Records for the task:
-- -- --

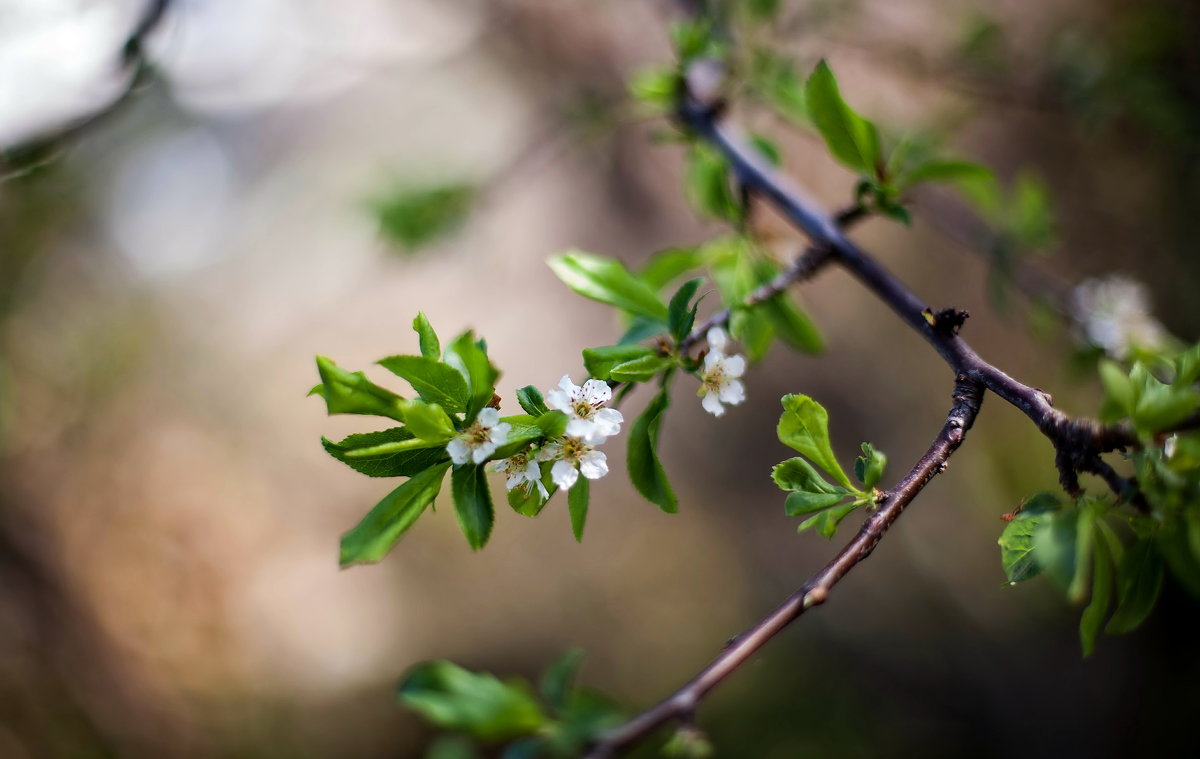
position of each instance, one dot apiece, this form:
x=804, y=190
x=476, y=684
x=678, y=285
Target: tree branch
x=1074, y=440
x=681, y=705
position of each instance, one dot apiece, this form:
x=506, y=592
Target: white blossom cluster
x=1113, y=314
x=589, y=424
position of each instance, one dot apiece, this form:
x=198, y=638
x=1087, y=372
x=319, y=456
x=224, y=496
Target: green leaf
x=477, y=703
x=577, y=504
x=1092, y=619
x=666, y=266
x=558, y=680
x=869, y=467
x=607, y=281
x=657, y=87
x=753, y=329
x=379, y=530
x=1017, y=548
x=417, y=217
x=600, y=362
x=531, y=400
x=429, y=422
x=468, y=356
x=679, y=316
x=352, y=393
x=552, y=423
x=708, y=184
x=943, y=171
x=642, y=459
x=804, y=426
x=473, y=503
x=827, y=521
x=430, y=346
x=792, y=324
x=432, y=380
x=852, y=139
x=1139, y=581
x=363, y=453
x=640, y=369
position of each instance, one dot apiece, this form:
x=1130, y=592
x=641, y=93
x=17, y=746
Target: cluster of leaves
x=556, y=719
x=804, y=426
x=453, y=387
x=1113, y=554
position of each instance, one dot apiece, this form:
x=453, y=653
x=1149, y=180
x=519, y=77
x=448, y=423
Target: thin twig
x=967, y=399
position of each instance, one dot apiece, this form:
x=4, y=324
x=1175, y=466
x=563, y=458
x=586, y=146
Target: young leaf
x=869, y=467
x=577, y=504
x=851, y=138
x=792, y=324
x=1092, y=619
x=558, y=680
x=1140, y=579
x=417, y=217
x=804, y=426
x=477, y=703
x=532, y=401
x=642, y=459
x=352, y=393
x=468, y=356
x=427, y=422
x=607, y=281
x=430, y=346
x=372, y=538
x=363, y=453
x=600, y=362
x=827, y=521
x=708, y=184
x=473, y=503
x=1017, y=553
x=679, y=316
x=432, y=380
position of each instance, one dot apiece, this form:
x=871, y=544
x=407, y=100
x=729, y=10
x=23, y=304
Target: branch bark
x=681, y=705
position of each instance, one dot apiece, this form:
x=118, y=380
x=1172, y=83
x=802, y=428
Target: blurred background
x=169, y=523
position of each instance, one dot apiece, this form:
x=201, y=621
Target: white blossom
x=719, y=381
x=480, y=440
x=588, y=418
x=1114, y=315
x=574, y=456
x=522, y=471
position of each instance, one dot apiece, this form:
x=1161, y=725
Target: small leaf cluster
x=804, y=426
x=558, y=718
x=1113, y=554
x=453, y=387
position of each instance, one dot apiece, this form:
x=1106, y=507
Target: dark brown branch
x=967, y=398
x=1074, y=440
x=23, y=157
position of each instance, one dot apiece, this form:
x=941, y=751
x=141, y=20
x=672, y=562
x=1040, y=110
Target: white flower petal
x=459, y=450
x=597, y=392
x=712, y=404
x=580, y=428
x=481, y=452
x=564, y=474
x=717, y=339
x=733, y=365
x=594, y=465
x=499, y=434
x=487, y=417
x=732, y=392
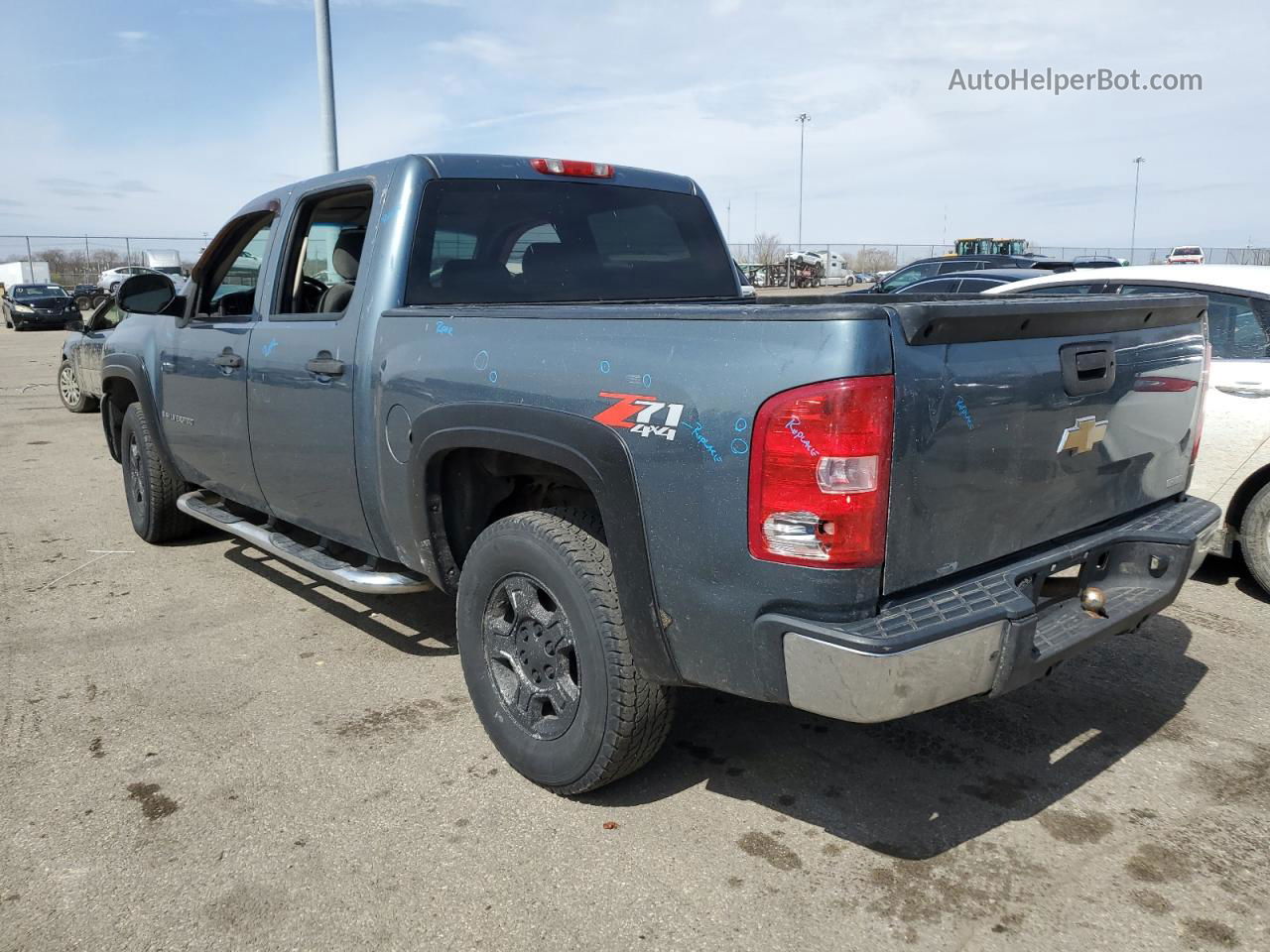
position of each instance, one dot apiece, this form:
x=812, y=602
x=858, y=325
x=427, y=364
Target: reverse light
x=820, y=474
x=572, y=167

-- -- --

Written instruction: Rescale the items from the beginning through the line containing "x=589, y=424", writing out every line again, requests included, but leaving out the pictures. Multiply each coordinate in the answers by 1.15 and round to whole numbers with halves rounded up, keeping the numbers in the requests and their format samples unchanged.

Solution to this task:
position of each instance, one dot apiece, this form:
x=804, y=190
x=476, y=684
x=678, y=285
Target: tree branch
x=1235, y=506
x=783, y=811
position of each instance, one dot apiece, this form:
x=506, y=592
Target: white blossom cluster
x=1280, y=361
x=677, y=488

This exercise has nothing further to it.